Dataset entries
----

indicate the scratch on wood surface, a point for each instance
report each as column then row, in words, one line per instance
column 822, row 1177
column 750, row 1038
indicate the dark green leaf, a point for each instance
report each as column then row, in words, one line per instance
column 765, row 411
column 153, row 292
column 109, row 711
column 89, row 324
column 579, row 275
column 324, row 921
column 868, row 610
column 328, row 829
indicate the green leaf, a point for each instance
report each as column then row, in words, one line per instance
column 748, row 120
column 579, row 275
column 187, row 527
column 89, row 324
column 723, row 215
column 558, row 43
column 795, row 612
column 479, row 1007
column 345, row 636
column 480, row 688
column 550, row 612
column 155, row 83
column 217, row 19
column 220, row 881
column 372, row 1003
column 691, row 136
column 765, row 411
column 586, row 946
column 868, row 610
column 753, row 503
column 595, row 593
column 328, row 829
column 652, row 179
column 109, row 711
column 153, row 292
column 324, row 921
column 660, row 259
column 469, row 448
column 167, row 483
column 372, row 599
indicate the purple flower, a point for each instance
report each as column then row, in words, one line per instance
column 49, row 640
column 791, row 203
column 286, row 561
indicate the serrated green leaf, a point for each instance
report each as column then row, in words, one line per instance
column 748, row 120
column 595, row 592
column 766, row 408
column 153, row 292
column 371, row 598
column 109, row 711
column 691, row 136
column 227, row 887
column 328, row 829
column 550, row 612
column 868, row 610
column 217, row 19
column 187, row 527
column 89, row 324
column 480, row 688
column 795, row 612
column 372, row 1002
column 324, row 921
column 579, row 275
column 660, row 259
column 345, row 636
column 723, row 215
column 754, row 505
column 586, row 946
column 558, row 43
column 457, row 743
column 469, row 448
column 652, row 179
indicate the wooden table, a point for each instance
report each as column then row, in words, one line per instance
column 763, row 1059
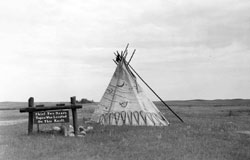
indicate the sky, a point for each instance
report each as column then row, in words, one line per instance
column 185, row 49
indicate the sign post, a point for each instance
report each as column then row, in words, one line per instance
column 51, row 114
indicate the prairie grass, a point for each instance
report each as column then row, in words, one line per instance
column 209, row 133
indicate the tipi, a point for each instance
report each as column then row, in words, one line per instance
column 124, row 102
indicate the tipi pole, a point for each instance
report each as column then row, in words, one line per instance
column 126, row 51
column 156, row 94
column 131, row 56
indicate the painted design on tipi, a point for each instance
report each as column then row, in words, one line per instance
column 125, row 103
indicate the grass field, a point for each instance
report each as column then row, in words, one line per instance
column 213, row 130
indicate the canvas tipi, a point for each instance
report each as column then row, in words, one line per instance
column 124, row 101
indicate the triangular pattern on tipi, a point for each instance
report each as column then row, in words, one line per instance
column 125, row 103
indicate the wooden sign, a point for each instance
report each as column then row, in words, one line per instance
column 46, row 117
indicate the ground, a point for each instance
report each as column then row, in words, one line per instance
column 212, row 131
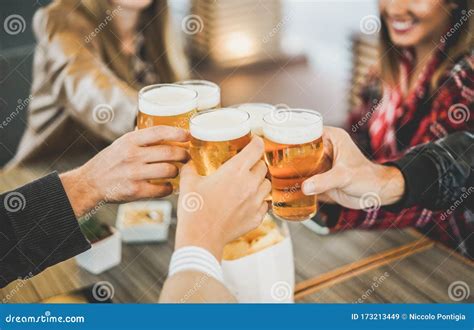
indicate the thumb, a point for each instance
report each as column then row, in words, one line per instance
column 321, row 183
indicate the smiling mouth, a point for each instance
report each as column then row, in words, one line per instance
column 402, row 26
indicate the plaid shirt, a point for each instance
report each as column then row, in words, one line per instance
column 398, row 123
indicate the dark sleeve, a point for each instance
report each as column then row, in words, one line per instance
column 438, row 174
column 38, row 229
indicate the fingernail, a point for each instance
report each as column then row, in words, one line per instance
column 309, row 188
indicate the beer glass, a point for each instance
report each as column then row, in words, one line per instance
column 216, row 136
column 293, row 151
column 209, row 93
column 256, row 112
column 169, row 105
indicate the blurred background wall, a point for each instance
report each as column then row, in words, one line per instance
column 320, row 29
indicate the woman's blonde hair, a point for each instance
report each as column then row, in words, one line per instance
column 162, row 49
column 460, row 38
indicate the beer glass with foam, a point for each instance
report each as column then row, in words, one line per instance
column 293, row 152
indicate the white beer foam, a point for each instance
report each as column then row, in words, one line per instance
column 208, row 96
column 167, row 100
column 220, row 125
column 256, row 112
column 292, row 126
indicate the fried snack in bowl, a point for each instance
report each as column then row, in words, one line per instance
column 262, row 237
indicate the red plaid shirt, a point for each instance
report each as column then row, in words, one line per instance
column 399, row 122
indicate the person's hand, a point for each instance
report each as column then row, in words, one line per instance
column 352, row 176
column 122, row 171
column 218, row 208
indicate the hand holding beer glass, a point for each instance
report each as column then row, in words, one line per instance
column 293, row 151
column 168, row 105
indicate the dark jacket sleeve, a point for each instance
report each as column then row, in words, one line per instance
column 38, row 229
column 438, row 174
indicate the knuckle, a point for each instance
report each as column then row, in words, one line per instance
column 166, row 152
column 131, row 153
column 169, row 170
column 133, row 190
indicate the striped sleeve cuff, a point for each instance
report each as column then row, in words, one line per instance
column 197, row 259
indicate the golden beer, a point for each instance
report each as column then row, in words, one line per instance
column 293, row 152
column 216, row 136
column 169, row 105
column 256, row 112
column 209, row 93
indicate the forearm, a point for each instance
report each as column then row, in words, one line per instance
column 38, row 229
column 438, row 173
column 195, row 276
column 81, row 194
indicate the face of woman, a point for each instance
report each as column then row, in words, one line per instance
column 132, row 4
column 413, row 22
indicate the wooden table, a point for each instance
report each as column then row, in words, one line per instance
column 343, row 267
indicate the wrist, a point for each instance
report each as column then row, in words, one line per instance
column 81, row 194
column 199, row 239
column 391, row 184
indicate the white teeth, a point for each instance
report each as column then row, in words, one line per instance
column 398, row 25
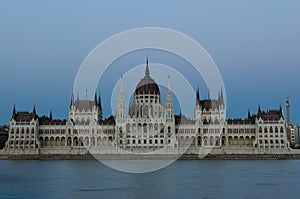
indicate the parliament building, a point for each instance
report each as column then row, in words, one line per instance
column 148, row 126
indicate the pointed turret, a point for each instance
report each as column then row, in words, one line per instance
column 72, row 100
column 34, row 110
column 147, row 71
column 280, row 110
column 198, row 96
column 221, row 97
column 121, row 103
column 169, row 102
column 259, row 109
column 14, row 111
column 95, row 100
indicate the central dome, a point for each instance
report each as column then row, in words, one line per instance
column 147, row 85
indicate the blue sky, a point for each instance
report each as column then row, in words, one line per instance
column 255, row 45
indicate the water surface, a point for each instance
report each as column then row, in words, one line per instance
column 182, row 179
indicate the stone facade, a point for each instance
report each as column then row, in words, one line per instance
column 148, row 126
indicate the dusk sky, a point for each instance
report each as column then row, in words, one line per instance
column 255, row 44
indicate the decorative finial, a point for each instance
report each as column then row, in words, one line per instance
column 147, row 72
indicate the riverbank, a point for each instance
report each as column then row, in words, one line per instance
column 151, row 157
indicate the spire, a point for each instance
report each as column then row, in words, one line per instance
column 222, row 98
column 169, row 92
column 147, row 72
column 34, row 111
column 208, row 94
column 77, row 97
column 99, row 102
column 72, row 100
column 14, row 110
column 198, row 96
column 95, row 100
column 169, row 102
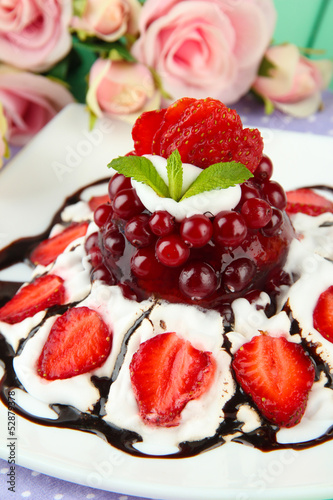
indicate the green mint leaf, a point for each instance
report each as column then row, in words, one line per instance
column 218, row 176
column 142, row 170
column 175, row 175
column 79, row 6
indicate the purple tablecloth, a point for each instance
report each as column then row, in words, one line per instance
column 35, row 486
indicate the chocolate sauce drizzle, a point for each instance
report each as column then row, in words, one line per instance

----

◆ **TASK TO CARRY OUT**:
Reproduce every line of the records above word for word, omitting the pictures.

◆ **SOLUTION TO THIS EXERCISE**:
indicate the scratch on wood surface, a point for each instance
report each as column then row, in words, one line per instance
column 822, row 1177
column 750, row 1038
indicate the dark green leaf, a point for each instance
report each as column then row, in words, one line per instance
column 765, row 411
column 153, row 292
column 109, row 711
column 89, row 324
column 579, row 275
column 324, row 921
column 868, row 610
column 328, row 829
indicate the green leaf, a point for each instance
report each as column then row, in words, one line per instance
column 748, row 120
column 579, row 275
column 187, row 527
column 89, row 324
column 723, row 215
column 558, row 43
column 795, row 612
column 479, row 1007
column 345, row 636
column 480, row 688
column 550, row 612
column 155, row 83
column 217, row 19
column 220, row 881
column 372, row 1003
column 691, row 136
column 765, row 411
column 586, row 946
column 868, row 610
column 753, row 503
column 595, row 593
column 328, row 829
column 652, row 179
column 109, row 711
column 153, row 292
column 324, row 921
column 660, row 259
column 469, row 448
column 167, row 483
column 372, row 599
indicate the purple flower, a point for each instance
report each as column then row, in words, one line per instance
column 49, row 640
column 791, row 203
column 286, row 561
indicate the serrated green leaf, a point for each instance
report each as column then row, in words, one line per instance
column 748, row 120
column 595, row 592
column 766, row 408
column 153, row 292
column 371, row 598
column 109, row 711
column 691, row 136
column 227, row 887
column 328, row 829
column 550, row 612
column 868, row 610
column 217, row 19
column 187, row 527
column 89, row 324
column 480, row 688
column 795, row 612
column 372, row 1002
column 324, row 921
column 579, row 275
column 660, row 259
column 345, row 636
column 723, row 215
column 754, row 505
column 586, row 946
column 558, row 43
column 457, row 743
column 469, row 448
column 652, row 179
indicate the wooden table, a point for each instance
report each as column then row, in words, one line per instance
column 763, row 1059
indicate the sky, a point for each instance
report each as column then row, in words, one line per instance
column 185, row 49
indicate the sign post, a point for each instance
report each as column then row, in words, one line per instance
column 51, row 114
indicate the prairie grass, a point for each instance
report each as column then row, in words, one line per instance
column 209, row 133
indicate the tipi, a point for each instance
report each as column then row, in words, one line per instance
column 124, row 102
indicate the tipi pole, a point for each instance
report each as column then row, in words, one line per instance
column 126, row 51
column 156, row 94
column 131, row 56
indicate the painted design on tipi, a point for each instance
report each as column then row, in words, one line per instance
column 125, row 103
indicate the grass field, a point for each instance
report each as column then row, in words, one line per instance
column 213, row 130
indicate the canvas tipi, a point for each instance
report each as column then row, in words, one line per instance
column 124, row 101
indicate the triangular pattern on tipi, a point for each instance
report each as column then row, in words, one line per instance
column 125, row 103
indicate the wooden sign, a point for each instance
report each as column then row, in words, one line per instance
column 46, row 117
indicate the ground, a point for each instance
report each as column then row, in words, one line per instance
column 212, row 131
indicate the thumb, a point for each instance
report each as column then row, in words, one line per instance
column 321, row 183
indicate the smiling mouth, a point for each instance
report each as column then row, in words, one line per instance
column 402, row 26
indicate the plaid shirt, a point for each instance
report each as column then row, in words, one line per instance
column 398, row 123
indicate the dark sleeve, a point for each instance
report each as column then row, in words, one line per instance
column 438, row 174
column 38, row 229
indicate the fingernail, a point for each instance
report each as column then row, in words, one line per instance
column 309, row 188
indicate the beer glass, a point for each instance
report each as column then row, in words, one line per instance
column 216, row 136
column 293, row 151
column 209, row 93
column 256, row 112
column 169, row 105
indicate the blurred background wall, a point for each instance
report each as column then row, in words, one line per instance
column 320, row 29
indicate the woman's blonde hair, a point for each instance
report each as column then row, in words, one line per instance
column 162, row 49
column 460, row 38
indicate the beer glass with foam, a point for each instance
report each as column then row, in words, one line per instance
column 293, row 152
indicate the white beer foam, a point for each instance
report each as column then row, in words, one line per instance
column 208, row 96
column 167, row 100
column 220, row 125
column 256, row 112
column 292, row 126
indicate the fried snack in bowl, a point for each instance
report each as column then row, in words, one line per instance
column 262, row 237
indicate the red plaid shirt, a point for each instance
report each as column then row, in words, one line per instance
column 399, row 122
indicate the person's hand, a point for each instance
report each as column then row, in words, one line per instance
column 352, row 176
column 122, row 171
column 218, row 208
indicate the hand holding beer glass, a point for each instance
report each as column then row, in words, one line per instance
column 293, row 151
column 168, row 105
indicate the dark jacket sleeve, a point for each instance
report each as column then row, in words, one line per instance
column 38, row 229
column 438, row 174
indicate the knuckle, a point for each instance
report each as column then row, in words, one line per instance
column 166, row 152
column 131, row 153
column 169, row 170
column 133, row 190
indicate the striped sleeve cuff, a point for each instance
report each as column then row, in words, one line per instance
column 197, row 259
indicate the golden beer, a point for each instance
report each as column then row, in words, one line per instance
column 293, row 152
column 216, row 136
column 169, row 105
column 256, row 112
column 209, row 93
indicate the forearm, a point for each instance
report each as column then row, in words, one line per instance
column 38, row 229
column 438, row 173
column 195, row 276
column 81, row 194
indicate the face of woman, a point for each instance
report each as column then row, in words, one line per instance
column 132, row 4
column 413, row 22
indicate the wooden table, a point for each instance
report each as column then row, in words, one line per instance
column 343, row 267
indicate the wrist, a point for each instance
report each as column then row, in words, one line per instance
column 81, row 194
column 199, row 239
column 391, row 184
indicate the white teeth, a point for each instance
report each as column then row, in words, one line per instance
column 398, row 25
indicate the parliament building, a point for each instance
report each as column then row, in words, one line per instance
column 148, row 126
indicate the pointed turret, a point for each instance
report each as column then row, in words, one line per instance
column 72, row 100
column 34, row 110
column 147, row 71
column 280, row 110
column 198, row 96
column 221, row 97
column 121, row 103
column 169, row 102
column 259, row 109
column 14, row 111
column 95, row 100
indicate the central dome, a point for each instance
report each as column then row, in words, one line per instance
column 147, row 85
indicate the blue sky, a point for each instance
report each as column then row, in words, one line per instance
column 255, row 45
indicate the water surface, a point for each instance
report each as column then row, in words, one line per instance
column 182, row 179
indicate the stone facade, a point for each instance
report each as column then row, in words, one line per instance
column 148, row 126
indicate the dusk sky, a point for each instance
report each as column then row, in words, one line per instance
column 255, row 44
indicate the decorative finial, a point for each instance
report each as column then row, in words, one line per instance
column 147, row 72
indicate the riverbank, a point for each instance
report each as column then row, in words, one line per instance
column 151, row 157
indicate the spire, a point for each instance
report each as column then row, in words, one line per instance
column 222, row 98
column 169, row 92
column 147, row 72
column 34, row 111
column 208, row 94
column 77, row 97
column 99, row 102
column 72, row 100
column 14, row 110
column 198, row 96
column 95, row 100
column 169, row 102
indicate the green mint leaf, a point for each instance
report each as column then row, in words, one line per instance
column 218, row 176
column 142, row 170
column 175, row 175
column 79, row 6
indicate the purple tablecloth, a point for each instance
report each as column then row, in words, one line per instance
column 35, row 486
indicate the chocolate sauce drizzle, a point for each instance
report each as column then row, in words, one line per instance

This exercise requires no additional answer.